- Aim of the exercise: Could you return the following listing line for line, with nothing altered?

- Task input:
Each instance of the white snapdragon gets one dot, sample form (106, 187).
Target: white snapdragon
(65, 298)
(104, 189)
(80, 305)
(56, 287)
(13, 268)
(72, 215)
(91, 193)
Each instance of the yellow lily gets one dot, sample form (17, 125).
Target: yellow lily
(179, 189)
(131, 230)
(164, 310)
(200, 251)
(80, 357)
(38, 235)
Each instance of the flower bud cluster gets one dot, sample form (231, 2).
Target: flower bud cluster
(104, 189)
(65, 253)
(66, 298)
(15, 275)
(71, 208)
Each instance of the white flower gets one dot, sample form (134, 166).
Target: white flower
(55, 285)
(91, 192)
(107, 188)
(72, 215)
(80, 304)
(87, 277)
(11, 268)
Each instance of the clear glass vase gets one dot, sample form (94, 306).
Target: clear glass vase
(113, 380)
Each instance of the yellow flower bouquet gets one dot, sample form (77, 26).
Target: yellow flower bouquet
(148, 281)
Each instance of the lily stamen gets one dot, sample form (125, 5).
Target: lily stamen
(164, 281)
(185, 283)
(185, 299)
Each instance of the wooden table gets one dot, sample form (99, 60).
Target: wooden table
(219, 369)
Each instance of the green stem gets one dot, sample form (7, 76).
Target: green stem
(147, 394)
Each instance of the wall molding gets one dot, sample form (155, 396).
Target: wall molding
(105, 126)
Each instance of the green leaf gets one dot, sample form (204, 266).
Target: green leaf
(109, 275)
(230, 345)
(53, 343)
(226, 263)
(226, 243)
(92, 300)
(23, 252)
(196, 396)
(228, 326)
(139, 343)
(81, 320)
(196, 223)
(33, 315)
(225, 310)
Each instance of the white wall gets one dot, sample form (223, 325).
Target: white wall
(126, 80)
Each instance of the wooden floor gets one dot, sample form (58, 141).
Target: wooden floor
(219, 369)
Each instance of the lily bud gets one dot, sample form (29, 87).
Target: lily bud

- Answer to this task:
Each instance of the white snapdragon gets one dot, sample form (106, 187).
Target: white snapdragon
(65, 298)
(104, 189)
(80, 305)
(56, 287)
(13, 268)
(72, 215)
(91, 193)
Each instance of the yellow lily gets one dot, sample form (17, 125).
Target: yellow lily
(179, 189)
(131, 230)
(164, 310)
(200, 251)
(80, 357)
(38, 235)
Each instance of the flower bud cluster gets one dot, sample form (231, 2).
Target: flower bud cluster
(104, 189)
(65, 253)
(66, 298)
(15, 275)
(71, 208)
Each instance of the white flower gets one dot, sample form (134, 166).
Target: white flower
(55, 285)
(91, 192)
(107, 188)
(72, 215)
(80, 304)
(87, 277)
(11, 268)
Each instance of the clear glass vase gets one dot, sample form (94, 306).
Target: clear glass vase
(113, 380)
Each instance of the yellow flower bouquet gets one dot, sample form (77, 26).
Target: yellow flower bouquet
(148, 281)
Each instance of the lily stamen gets one dot, sample form (125, 5).
Target: lily stamen
(164, 281)
(185, 283)
(185, 299)
Each instance of the wooden table gets one dot, sample form (99, 60).
Target: wooden table
(219, 369)
Each instance of the green stem gets one dot, sample form (7, 76).
Target: green stem
(147, 394)
Each instance of the wall molding gets one dot, sample form (155, 396).
Target: wall molding
(105, 126)
Each instance of the green leaf gets one dot, sample form (204, 266).
Target: green leaf
(109, 275)
(230, 345)
(53, 343)
(226, 263)
(226, 243)
(92, 300)
(23, 252)
(196, 396)
(228, 326)
(139, 343)
(81, 320)
(196, 223)
(33, 315)
(225, 310)
Each instance of the white wall gets one dot, sample form (223, 325).
Target: white wall
(126, 80)
Each instance of the wooden floor gets one dot, sample form (58, 141).
Target: wooden floor
(219, 369)
Each instance of the lily bud gets one dot, sample form (29, 87).
Target: lily bud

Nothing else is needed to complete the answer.